* TEXTO DE LECTURA:
■ ■ ■

Las dos últimas películas en las que intervino Antonio Riquelme, estrenadas en 1967, el año del Sgt. Peppers de los Beatles, representan dos apuestas musicales aparentemente de signo opuesto: "La niña del patio", un producto dirigido por el gallego Amando de Ossorio de ranciedumbre acrisolada, con viejas glorias de la tonadilla como Estrellita Castro, Juanito Valderrama y Pepe Blanco en el reparto, y "Buenos días condesita", una historia de simulaciones apoyada en factores de plena actualidad comercial, como la juvenil y refrescante belleza de Rocío Durcal, la música del conjunto "Los Brincos" y un todavía popular Vicente Parra. Con notables puntos de contacto con "Un gángster par un milagro" (Frank Capra, 1961) y, naturalmente, con su versión anterior "Lady for a day" (Frank Capra, 1931), "Buenos días condesita" cuenta, bajo la direcicón de Luis César Amadori, cómo una serie de personajes del Rastro madrileño, de extracción humilde, se hacen pasar por aristócratas para secundar la impostura de su compañera "La Condesita" (Rocío Durcal). Así, capitaneados por Gracita Morales, que hace el papel de su amiga, Jesús Guzmán, Carlos Casaravilla, Josefina Serratosa, Pilar Gómez Ferrer, Miguel Armario y Antonio Riquelme (que hace el papel de "Anaclepto", así llamado por su cleptomanía) tienen que representar ante una suspicaz Aurora Redondo el papel de miembros de la aristocracia. Para ello toman prestado el palacio que vigila el anciano abuelo de la protagonista (Nicolás D. Perchicot). El causante del enredo es el disoluto y mujeriego Vicente Parra, que encesita presentar una novia formal y de sangre azul para mantener su ritmo de vida, y el instigador de la superchería, el siempre socarrón Antonio Garisa. La irrupción en la elegantona recepción de los auténticos dueños del palacio (unos estupendos Rafael Bardem y Ana María Custodio -que se reunía con Riquelme nuevamente, treinta y un años después de "El bailarín y el trabajador") hace presagiar el desastre, pero, como es natural, la bondad y el amor triunfan y el final feliz se consuma, tanto en la película, como en la carrera profesional de ese enorme actor, de esa entrañable y perenne presencia, grata y confortable, de Antonio Riquelme Salvador.

Epílogo: De manera totalmente involuntaria, Antonio Riquelme formó parte de uno de los tristísimos y ridículos episodios propios del régimen franquista al ser integrante del reparto de "El crucero Baleares"(1941), película dirigida por el ex militar Enrique del Campo. Film rodado con profusión de medios, al que no se le escatimaron recursos materiales ni técnicos, sólo fue proyectado una sola vez, en la pomposa gala de estreno, ya que fue suspendido y retirado de inmediato por órdenes tajantes de las autoridades del Ministerio de Marina y prohibido definitivamente el 6 de noviembre de 1948. El papel de Riquelme en tan desdichado título, que había pretendido rendir homenaje a las gestas marineras del bando rebelde en la pasada Guerra Civil, era el de "El político". Un naufragio en toda regla

Antonio Riquelme también formó parte del elenco de "Sol y sombra de Manolete", una película que se empezó a rodar entre 1944 y 1945 con el famoso diestro cordobés como protagonista, con Abel Gance en la dirección, pero que nunca se llegó a concluir.

■ ■ ■

* LISTADO PROPORCIONADO:
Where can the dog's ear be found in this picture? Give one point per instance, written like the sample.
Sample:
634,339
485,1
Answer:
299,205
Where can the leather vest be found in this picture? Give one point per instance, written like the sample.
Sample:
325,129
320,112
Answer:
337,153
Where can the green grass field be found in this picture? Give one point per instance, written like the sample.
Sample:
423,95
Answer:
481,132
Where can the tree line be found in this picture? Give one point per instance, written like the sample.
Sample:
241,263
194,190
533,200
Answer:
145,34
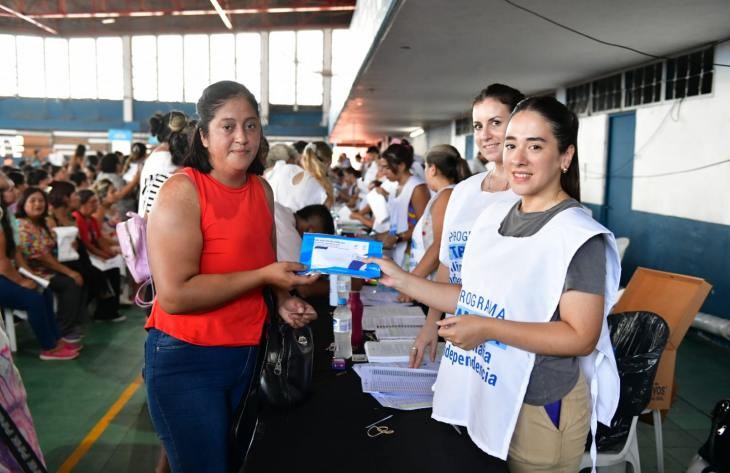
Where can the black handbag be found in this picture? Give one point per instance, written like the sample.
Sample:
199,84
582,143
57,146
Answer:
286,375
282,377
716,450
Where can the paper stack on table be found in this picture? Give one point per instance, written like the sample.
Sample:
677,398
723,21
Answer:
380,295
391,316
397,386
391,351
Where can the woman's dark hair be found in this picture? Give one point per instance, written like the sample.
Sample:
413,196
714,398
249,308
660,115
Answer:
78,177
55,170
138,151
17,178
60,191
20,209
502,93
180,144
397,154
318,215
85,195
109,163
564,125
213,98
92,160
8,232
449,162
162,126
36,176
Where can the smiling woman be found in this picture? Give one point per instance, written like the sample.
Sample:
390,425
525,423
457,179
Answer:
209,311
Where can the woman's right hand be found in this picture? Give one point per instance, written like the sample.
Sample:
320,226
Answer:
427,337
282,275
392,275
76,277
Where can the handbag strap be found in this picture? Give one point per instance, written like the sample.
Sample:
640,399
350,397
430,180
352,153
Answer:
18,445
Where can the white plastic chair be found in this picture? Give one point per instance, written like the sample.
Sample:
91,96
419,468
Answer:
622,243
8,317
628,454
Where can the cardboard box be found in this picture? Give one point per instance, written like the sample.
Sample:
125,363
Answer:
677,299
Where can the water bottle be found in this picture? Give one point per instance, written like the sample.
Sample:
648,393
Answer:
342,328
334,300
343,289
355,305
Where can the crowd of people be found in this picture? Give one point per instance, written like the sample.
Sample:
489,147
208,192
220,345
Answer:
513,234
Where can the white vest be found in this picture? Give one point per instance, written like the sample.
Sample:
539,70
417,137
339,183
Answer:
422,237
398,211
519,279
466,203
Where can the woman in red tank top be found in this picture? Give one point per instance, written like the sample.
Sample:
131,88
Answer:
212,247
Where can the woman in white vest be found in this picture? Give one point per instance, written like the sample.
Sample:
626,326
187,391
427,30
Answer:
406,204
491,109
531,367
444,169
296,187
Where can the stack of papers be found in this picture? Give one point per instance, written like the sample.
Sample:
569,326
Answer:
379,295
390,351
397,386
374,317
397,333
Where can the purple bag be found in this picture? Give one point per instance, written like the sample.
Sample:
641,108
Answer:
132,235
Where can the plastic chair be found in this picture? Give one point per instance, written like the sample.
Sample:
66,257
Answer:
638,341
622,243
9,319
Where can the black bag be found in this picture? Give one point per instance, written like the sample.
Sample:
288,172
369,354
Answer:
716,450
282,377
286,376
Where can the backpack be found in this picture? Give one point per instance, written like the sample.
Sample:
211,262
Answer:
716,450
132,235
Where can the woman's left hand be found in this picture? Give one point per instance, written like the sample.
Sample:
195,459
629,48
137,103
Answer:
296,312
463,331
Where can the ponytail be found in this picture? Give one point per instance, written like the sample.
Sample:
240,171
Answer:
316,167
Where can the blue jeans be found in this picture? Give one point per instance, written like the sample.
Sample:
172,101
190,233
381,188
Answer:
39,307
193,392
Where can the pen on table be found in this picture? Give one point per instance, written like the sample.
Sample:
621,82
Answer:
378,421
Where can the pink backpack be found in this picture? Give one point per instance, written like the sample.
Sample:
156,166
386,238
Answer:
132,235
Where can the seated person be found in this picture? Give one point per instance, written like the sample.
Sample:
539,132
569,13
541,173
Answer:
101,247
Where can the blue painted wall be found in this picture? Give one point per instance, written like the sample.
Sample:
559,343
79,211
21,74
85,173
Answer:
673,244
678,245
101,115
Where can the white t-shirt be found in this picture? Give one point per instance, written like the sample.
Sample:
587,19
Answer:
157,169
296,196
288,241
466,203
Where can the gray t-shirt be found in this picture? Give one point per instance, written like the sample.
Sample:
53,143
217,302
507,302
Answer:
554,376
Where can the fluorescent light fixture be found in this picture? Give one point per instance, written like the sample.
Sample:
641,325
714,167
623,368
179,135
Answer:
417,132
222,14
28,19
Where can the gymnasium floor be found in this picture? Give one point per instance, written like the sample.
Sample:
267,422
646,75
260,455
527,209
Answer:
91,415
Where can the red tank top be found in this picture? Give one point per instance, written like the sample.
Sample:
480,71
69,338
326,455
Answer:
236,226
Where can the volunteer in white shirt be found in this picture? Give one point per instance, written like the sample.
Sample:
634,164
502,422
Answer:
407,203
534,316
444,168
491,109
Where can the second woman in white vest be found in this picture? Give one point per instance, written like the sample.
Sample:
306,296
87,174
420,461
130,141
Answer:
530,334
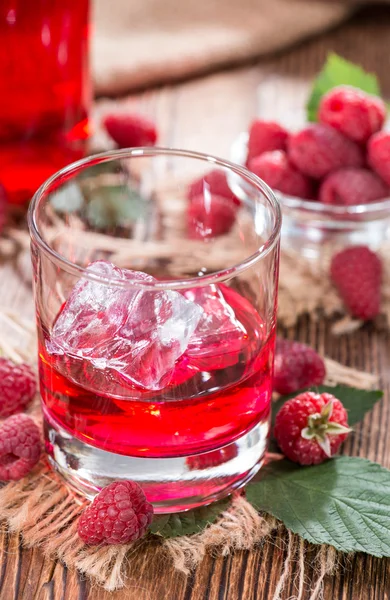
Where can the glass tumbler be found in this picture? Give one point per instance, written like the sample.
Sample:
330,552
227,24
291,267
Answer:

■ ■ ■

* TAREA PENDIENTE: Transcribe literalmente el pasaje del texto sobre Antonio Riquelme que comienza en las palabras "Antonio Riquelme también" y termina justo después de "llegó a concluir.". El listado es material aparte y no guarda relación con el texto sobre Antonio Riquelme.

* RESPUESTA ESCRITA:
Antonio Riquelme también formó parte del elenco de "Sol y sombra de Manolete", una película que se empezó a rodar entre 1944 y 1945 con el famoso diestro cordobés como protagonista, con Abel Gance en la dirección, pero que nunca se llegó a concluir.